Data entries:
....
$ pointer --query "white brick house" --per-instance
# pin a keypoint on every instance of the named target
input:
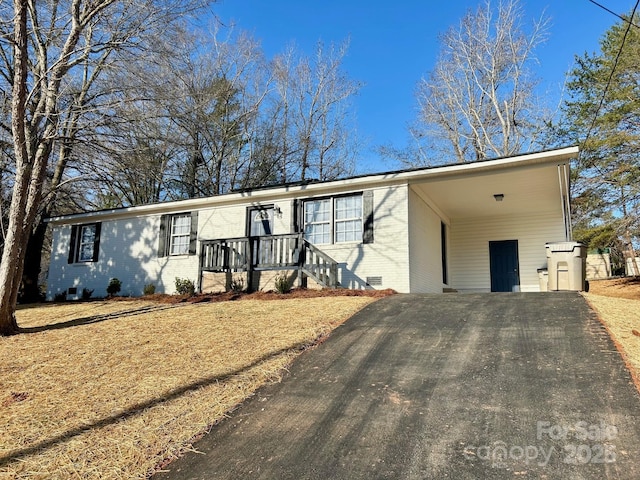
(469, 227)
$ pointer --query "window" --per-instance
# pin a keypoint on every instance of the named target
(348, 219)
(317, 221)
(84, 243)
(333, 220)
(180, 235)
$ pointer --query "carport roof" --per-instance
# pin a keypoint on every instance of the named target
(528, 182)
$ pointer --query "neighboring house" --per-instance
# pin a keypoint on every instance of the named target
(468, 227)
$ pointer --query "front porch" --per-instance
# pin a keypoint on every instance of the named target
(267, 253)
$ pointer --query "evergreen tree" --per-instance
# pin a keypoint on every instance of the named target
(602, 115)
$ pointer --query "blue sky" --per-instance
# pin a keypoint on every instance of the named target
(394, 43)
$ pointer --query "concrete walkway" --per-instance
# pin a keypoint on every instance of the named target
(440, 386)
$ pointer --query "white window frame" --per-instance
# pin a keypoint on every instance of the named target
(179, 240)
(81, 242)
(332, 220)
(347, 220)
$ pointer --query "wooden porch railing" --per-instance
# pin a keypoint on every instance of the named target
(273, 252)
....
## Goal of the exercise
Find every line in the items above that contains the word "house", matching case, and copy each of those lines.

## Full solution
$ pointer --query "white brick house" --per-instance
$ pointer --query "neighboring house" --per-instance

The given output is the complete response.